Dataset excerpt:
____
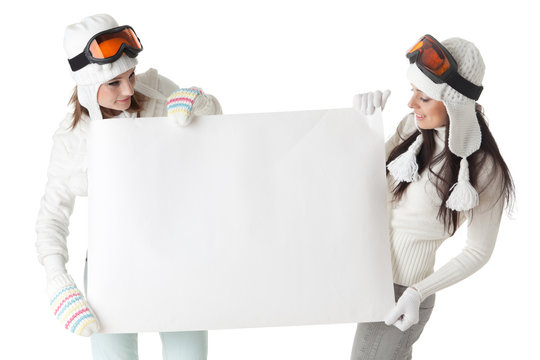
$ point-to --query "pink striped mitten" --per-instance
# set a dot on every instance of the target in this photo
(70, 307)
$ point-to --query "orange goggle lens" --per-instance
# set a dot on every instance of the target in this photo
(108, 45)
(430, 56)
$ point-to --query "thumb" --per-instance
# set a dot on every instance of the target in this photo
(385, 96)
(393, 316)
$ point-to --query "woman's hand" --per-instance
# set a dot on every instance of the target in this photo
(406, 313)
(181, 103)
(367, 103)
(66, 301)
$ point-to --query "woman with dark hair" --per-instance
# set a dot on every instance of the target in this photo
(443, 167)
(102, 57)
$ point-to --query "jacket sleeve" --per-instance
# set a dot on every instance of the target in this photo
(405, 128)
(58, 201)
(482, 230)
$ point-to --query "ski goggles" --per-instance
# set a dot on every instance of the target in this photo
(107, 47)
(436, 62)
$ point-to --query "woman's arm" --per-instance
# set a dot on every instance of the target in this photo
(58, 201)
(482, 231)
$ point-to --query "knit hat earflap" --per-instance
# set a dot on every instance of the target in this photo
(464, 132)
(90, 77)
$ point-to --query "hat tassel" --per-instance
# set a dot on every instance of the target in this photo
(405, 167)
(464, 196)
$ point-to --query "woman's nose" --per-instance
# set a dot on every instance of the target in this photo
(412, 103)
(127, 88)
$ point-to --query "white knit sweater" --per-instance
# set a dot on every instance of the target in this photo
(67, 172)
(416, 234)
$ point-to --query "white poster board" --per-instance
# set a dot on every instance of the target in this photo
(238, 221)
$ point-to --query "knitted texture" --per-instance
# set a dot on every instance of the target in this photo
(70, 307)
(404, 167)
(76, 37)
(180, 104)
(464, 136)
(90, 77)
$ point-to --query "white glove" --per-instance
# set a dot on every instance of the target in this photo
(66, 301)
(406, 313)
(367, 103)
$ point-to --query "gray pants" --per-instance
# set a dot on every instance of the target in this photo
(377, 341)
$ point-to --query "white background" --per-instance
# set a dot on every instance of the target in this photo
(276, 56)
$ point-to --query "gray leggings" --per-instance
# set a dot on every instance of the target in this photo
(377, 341)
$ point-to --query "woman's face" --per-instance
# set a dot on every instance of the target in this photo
(429, 113)
(116, 93)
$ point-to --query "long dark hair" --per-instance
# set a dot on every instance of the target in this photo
(447, 176)
(137, 105)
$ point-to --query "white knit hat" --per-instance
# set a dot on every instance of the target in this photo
(90, 77)
(464, 132)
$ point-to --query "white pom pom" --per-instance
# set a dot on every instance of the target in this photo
(464, 196)
(405, 167)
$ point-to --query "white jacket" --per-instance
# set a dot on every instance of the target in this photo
(67, 172)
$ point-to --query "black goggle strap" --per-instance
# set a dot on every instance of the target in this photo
(464, 86)
(455, 80)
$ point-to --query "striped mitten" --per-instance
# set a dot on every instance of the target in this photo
(180, 104)
(70, 307)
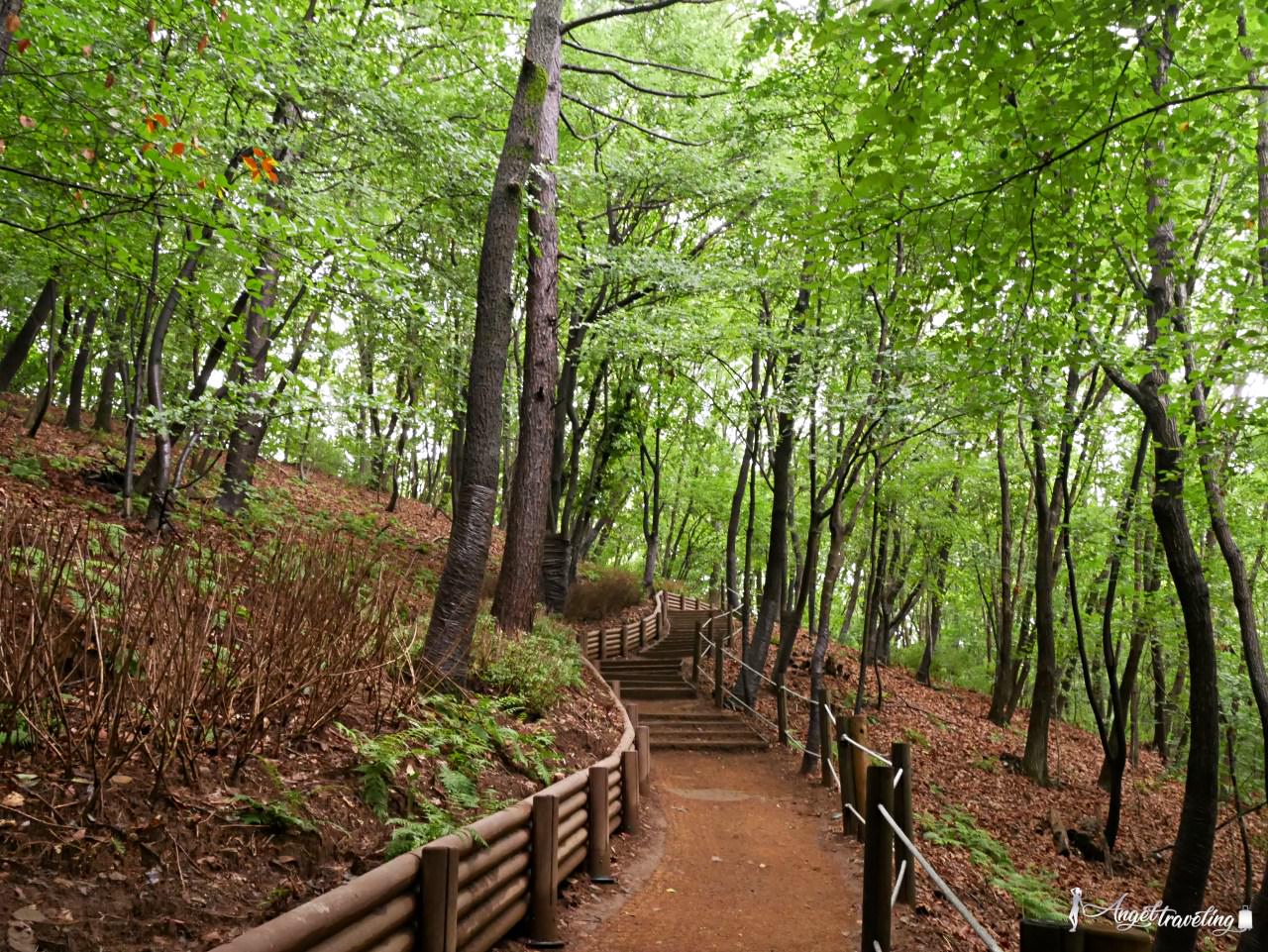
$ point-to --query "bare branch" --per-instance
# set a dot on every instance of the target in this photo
(625, 12)
(667, 67)
(637, 87)
(633, 125)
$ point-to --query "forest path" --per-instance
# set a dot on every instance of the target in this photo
(752, 860)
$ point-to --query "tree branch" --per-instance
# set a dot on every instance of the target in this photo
(633, 125)
(637, 87)
(667, 67)
(624, 12)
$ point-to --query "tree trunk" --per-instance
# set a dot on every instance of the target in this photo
(75, 399)
(19, 348)
(520, 581)
(449, 634)
(777, 554)
(58, 344)
(1004, 624)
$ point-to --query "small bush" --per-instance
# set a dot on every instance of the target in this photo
(1033, 890)
(601, 592)
(537, 666)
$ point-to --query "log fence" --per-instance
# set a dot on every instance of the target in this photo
(467, 890)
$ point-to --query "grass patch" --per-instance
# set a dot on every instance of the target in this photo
(1033, 892)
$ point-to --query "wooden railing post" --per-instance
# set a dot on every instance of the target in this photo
(900, 755)
(878, 861)
(823, 711)
(857, 729)
(598, 857)
(543, 930)
(643, 744)
(629, 792)
(782, 710)
(438, 899)
(719, 691)
(846, 765)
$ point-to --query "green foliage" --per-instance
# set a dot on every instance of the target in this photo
(537, 667)
(280, 814)
(458, 739)
(1035, 892)
(28, 470)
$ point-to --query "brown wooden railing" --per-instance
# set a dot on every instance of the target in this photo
(466, 892)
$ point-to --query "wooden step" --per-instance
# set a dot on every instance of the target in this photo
(646, 692)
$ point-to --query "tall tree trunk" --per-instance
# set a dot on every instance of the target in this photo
(449, 634)
(1195, 839)
(520, 581)
(75, 398)
(41, 311)
(1004, 622)
(777, 553)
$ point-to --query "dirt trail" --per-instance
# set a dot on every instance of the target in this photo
(753, 860)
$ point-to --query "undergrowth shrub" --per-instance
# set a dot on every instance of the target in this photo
(114, 649)
(445, 751)
(538, 666)
(598, 592)
(1035, 892)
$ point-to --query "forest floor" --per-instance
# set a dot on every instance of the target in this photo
(193, 865)
(987, 829)
(750, 862)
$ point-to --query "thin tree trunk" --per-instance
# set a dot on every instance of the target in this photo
(75, 398)
(41, 311)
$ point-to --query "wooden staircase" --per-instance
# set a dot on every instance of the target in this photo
(669, 703)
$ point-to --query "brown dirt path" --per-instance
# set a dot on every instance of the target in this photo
(753, 860)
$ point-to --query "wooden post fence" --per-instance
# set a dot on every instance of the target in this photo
(823, 712)
(696, 651)
(544, 873)
(598, 858)
(900, 755)
(878, 861)
(850, 824)
(782, 711)
(719, 691)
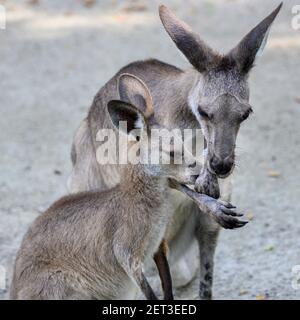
____
SET EXERCISE = Show each line of the data above that contains the string "tree", matching case exactly.

ANSWER TO THIS TASK =
$ point-to --query "tree branch" --per-instance
$ point-to --query "tree trunk" --per-instance
$ point-to --query "tall tree trunk" --per-instance
$ point-to --query "thin tree trunk" --per-instance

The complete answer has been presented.